Work required: Please copy, exactly as written, the span from the first line below to the line that contains "box: [56, 299, 135, 355]", including both, and skip the pictures.

(Dataset records)
• • • •
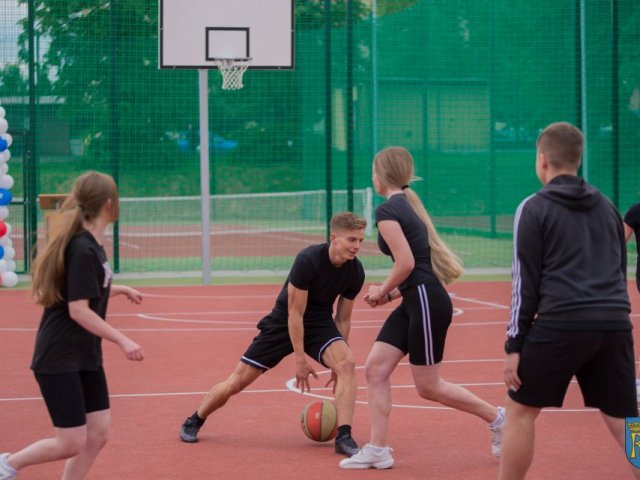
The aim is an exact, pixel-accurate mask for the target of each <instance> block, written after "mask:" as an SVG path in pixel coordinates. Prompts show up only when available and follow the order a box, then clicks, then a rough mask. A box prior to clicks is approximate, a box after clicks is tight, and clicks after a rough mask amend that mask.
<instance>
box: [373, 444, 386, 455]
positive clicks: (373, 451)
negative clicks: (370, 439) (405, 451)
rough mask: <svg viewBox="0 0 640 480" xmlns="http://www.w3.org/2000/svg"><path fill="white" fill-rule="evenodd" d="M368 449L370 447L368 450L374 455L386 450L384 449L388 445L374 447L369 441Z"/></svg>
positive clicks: (384, 448)
mask: <svg viewBox="0 0 640 480" xmlns="http://www.w3.org/2000/svg"><path fill="white" fill-rule="evenodd" d="M369 449H370V450H371V451H372V452H373V453H374V454H375V455H380V454H382V453H384V452H386V451H387V450H388V449H389V447H376V446H375V445H373V444H371V443H370V444H369Z"/></svg>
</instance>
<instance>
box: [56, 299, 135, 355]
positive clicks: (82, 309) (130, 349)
mask: <svg viewBox="0 0 640 480" xmlns="http://www.w3.org/2000/svg"><path fill="white" fill-rule="evenodd" d="M69 315H70V316H71V318H72V319H73V320H74V321H76V322H77V323H78V324H80V326H81V327H82V328H84V329H85V330H87V331H89V332H91V333H93V334H94V335H96V336H98V337H100V338H104V339H105V340H109V341H110V342H113V343H115V344H117V345H118V346H119V347H120V348H121V349H122V351H123V352H124V354H125V355H126V356H127V358H128V359H129V360H142V359H143V358H144V352H143V351H142V348H141V347H140V345H138V344H137V343H135V342H134V341H133V340H131V339H130V338H129V337H127V336H126V335H125V334H123V333H122V332H120V331H119V330H117V329H115V328H113V327H112V326H111V325H109V324H108V323H107V322H105V321H104V320H102V318H100V317H99V316H98V314H96V313H95V312H94V311H93V310H91V308H90V307H89V300H75V301H73V302H69Z"/></svg>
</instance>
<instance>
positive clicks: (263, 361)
mask: <svg viewBox="0 0 640 480" xmlns="http://www.w3.org/2000/svg"><path fill="white" fill-rule="evenodd" d="M258 328H259V329H260V333H259V334H258V335H257V336H256V337H255V338H254V339H253V342H252V343H251V345H249V348H247V351H246V352H245V353H244V355H243V356H242V358H241V361H243V362H244V363H246V364H247V365H251V366H252V367H256V368H259V369H262V370H265V371H266V370H269V369H270V368H273V367H275V366H276V365H277V364H278V363H280V361H281V360H282V359H283V358H284V357H286V356H287V355H290V354H291V353H293V345H292V344H291V337H289V327H288V325H287V323H286V322H285V323H284V324H283V323H282V322H281V321H279V320H274V319H272V318H271V317H270V316H267V317H265V318H263V319H262V320H261V321H260V323H258ZM338 340H344V339H343V338H342V335H341V334H340V332H339V331H338V328H337V327H336V324H335V323H333V321H332V320H328V321H327V322H326V323H322V324H315V323H311V324H309V325H307V323H305V324H304V351H305V353H306V354H307V355H309V356H310V357H311V358H313V359H314V360H315V361H317V362H318V363H320V364H322V365H324V366H325V367H327V368H329V367H328V366H327V365H326V364H325V363H324V362H323V361H322V355H323V354H324V352H325V350H326V349H327V347H328V346H329V345H331V344H332V343H333V342H335V341H338Z"/></svg>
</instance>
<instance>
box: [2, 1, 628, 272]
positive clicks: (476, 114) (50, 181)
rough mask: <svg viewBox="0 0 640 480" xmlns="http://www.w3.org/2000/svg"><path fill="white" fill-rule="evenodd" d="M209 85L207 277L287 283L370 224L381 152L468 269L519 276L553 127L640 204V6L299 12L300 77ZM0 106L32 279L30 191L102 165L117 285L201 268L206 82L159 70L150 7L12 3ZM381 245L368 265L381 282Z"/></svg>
mask: <svg viewBox="0 0 640 480" xmlns="http://www.w3.org/2000/svg"><path fill="white" fill-rule="evenodd" d="M265 1H268V0H265ZM208 78H209V112H210V113H209V125H210V130H211V132H210V140H209V147H210V171H211V176H210V179H209V180H210V190H211V194H212V197H211V225H212V231H211V235H212V237H211V255H212V256H211V268H212V270H213V271H214V272H215V271H253V270H279V269H283V268H288V267H289V265H290V261H291V256H292V255H294V254H295V253H296V252H297V250H299V249H300V248H301V247H303V246H304V245H306V244H309V243H313V242H316V241H322V240H323V239H324V238H326V224H327V218H329V217H330V215H331V214H332V213H335V212H337V211H339V210H343V209H347V208H349V209H353V210H355V211H356V212H358V213H359V214H361V215H365V216H367V217H368V218H371V215H372V213H371V212H372V209H375V206H376V205H377V204H378V203H379V202H380V201H381V199H380V198H378V197H376V195H375V193H373V194H372V192H371V188H370V187H371V161H372V157H373V154H374V153H375V152H376V151H377V150H379V149H380V148H383V147H385V146H388V145H403V146H406V147H407V148H408V149H409V150H410V151H411V152H412V154H413V155H414V158H415V160H416V166H417V174H418V175H419V176H420V177H421V179H422V180H421V181H420V182H418V183H416V184H415V188H416V190H417V192H418V193H419V194H420V195H421V197H422V199H423V201H424V203H425V204H426V206H427V208H428V210H429V211H430V213H431V214H432V216H433V217H434V220H435V222H436V224H437V226H438V227H439V228H440V230H441V231H443V232H444V233H445V239H446V240H447V241H448V242H449V243H450V245H451V246H452V247H453V248H454V249H455V250H456V252H457V253H458V254H459V255H460V256H461V257H462V258H463V260H464V262H465V265H466V266H467V267H471V268H507V267H509V265H510V262H511V228H512V219H513V213H514V210H515V208H516V206H517V204H518V203H519V201H520V200H521V199H523V198H524V197H526V196H528V195H529V194H531V193H533V192H534V191H536V190H537V189H538V188H539V182H538V180H537V179H536V177H535V172H534V168H533V165H534V160H535V146H534V142H535V139H536V136H537V134H538V132H539V131H540V129H541V128H543V127H544V126H545V125H546V124H548V123H550V122H553V121H560V120H565V121H570V122H573V123H574V124H576V125H578V126H580V127H581V128H582V129H583V130H584V132H585V134H586V137H587V146H588V148H587V150H586V153H585V158H584V166H583V170H582V174H583V176H585V177H586V178H587V179H588V180H589V181H590V182H592V183H593V184H595V185H596V186H597V187H599V188H600V189H601V190H602V191H603V192H604V193H605V194H607V195H608V196H609V198H610V199H611V200H612V201H613V202H614V203H615V204H616V205H617V206H618V208H619V209H620V210H621V211H622V212H623V213H624V211H625V210H626V208H628V207H629V205H631V204H632V203H634V202H636V201H639V200H640V198H639V197H638V191H639V190H640V175H639V173H640V3H639V2H638V1H637V0H618V1H616V0H612V1H607V2H595V1H585V0H582V1H577V0H540V1H538V2H513V1H511V0H487V1H483V2H478V1H473V0H447V1H444V0H386V1H385V0H334V1H329V0H304V1H303V0H296V1H295V69H294V70H283V71H265V70H254V71H251V70H250V71H248V72H247V73H246V74H245V78H244V80H245V81H244V83H245V87H244V89H242V90H239V91H222V90H221V80H220V77H219V75H218V73H217V72H212V74H210V75H209V77H208ZM0 104H1V105H2V106H3V107H4V108H5V110H6V119H7V121H8V122H9V126H10V129H9V132H10V133H11V134H12V135H13V137H14V144H13V146H12V147H11V153H12V156H11V160H10V162H9V165H10V168H11V175H12V176H13V177H14V179H15V185H14V187H13V190H12V191H13V195H14V203H13V204H12V205H11V206H10V217H9V219H8V221H10V222H11V223H12V225H13V232H12V238H13V242H14V245H15V247H16V251H17V255H16V261H17V269H18V271H26V270H28V267H29V253H28V252H30V251H31V250H32V248H33V247H34V245H37V243H38V240H37V239H38V238H39V239H40V240H39V241H40V242H42V237H43V227H42V225H43V220H42V218H43V217H42V212H41V211H40V210H39V208H38V206H37V195H38V194H40V193H47V194H49V193H64V192H68V191H69V189H70V186H71V183H72V182H73V179H74V178H75V177H76V176H77V175H78V174H80V173H81V172H83V171H86V170H88V169H95V170H99V171H103V172H106V173H110V174H112V175H113V176H114V177H115V178H116V180H117V182H118V184H119V186H120V192H121V195H122V197H123V204H122V218H121V220H120V222H119V224H118V225H117V226H116V228H115V229H114V231H113V232H112V236H111V237H110V238H111V239H112V243H111V247H110V248H111V252H110V256H111V258H112V259H113V263H114V266H115V268H116V270H117V271H119V272H161V271H162V272H164V271H169V272H184V271H194V270H195V271H197V270H198V269H199V268H200V266H201V264H200V259H199V255H200V247H199V243H198V236H199V234H200V224H199V208H200V207H199V200H198V195H199V189H200V180H199V146H198V140H199V137H198V129H199V125H198V74H197V72H196V71H185V70H175V71H168V70H159V69H158V4H157V3H156V2H150V1H148V0H111V1H109V0H100V1H96V0H0ZM327 191H329V192H331V195H329V196H327ZM374 233H375V229H373V230H372V231H370V232H369V238H373V234H374ZM40 245H41V243H40ZM370 247H371V248H366V249H365V250H364V251H363V254H362V255H361V258H362V259H363V261H364V263H365V266H368V267H373V268H382V267H385V266H388V265H389V261H388V259H384V258H382V257H381V256H380V254H379V253H378V252H377V249H376V248H375V246H374V245H372V246H370Z"/></svg>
• • • •
Reply to the task:
The aim is an exact, pixel-accurate mask for the target of each <instance> block, written after "mask:" as an SVG path in pixel coordinates. Prompts show up only when available and follow the order a box, then clicks, then a rough mask. A box prior to clicks is approximate, a box after clicks is tight, and clicks after a rough mask amend that mask.
<instance>
box: [373, 444, 386, 455]
positive clicks: (373, 451)
negative clicks: (370, 439) (405, 451)
rough mask: <svg viewBox="0 0 640 480" xmlns="http://www.w3.org/2000/svg"><path fill="white" fill-rule="evenodd" d="M368 449L370 447L368 450L374 455L386 450L384 449L388 445L374 447L369 441Z"/></svg>
positive clicks: (384, 448)
mask: <svg viewBox="0 0 640 480" xmlns="http://www.w3.org/2000/svg"><path fill="white" fill-rule="evenodd" d="M369 449H370V450H371V451H372V452H373V453H374V454H375V455H380V454H382V453H384V452H386V451H387V450H388V449H389V447H376V446H375V445H373V444H371V443H370V444H369Z"/></svg>
</instance>
<instance>
box: [56, 299, 135, 355]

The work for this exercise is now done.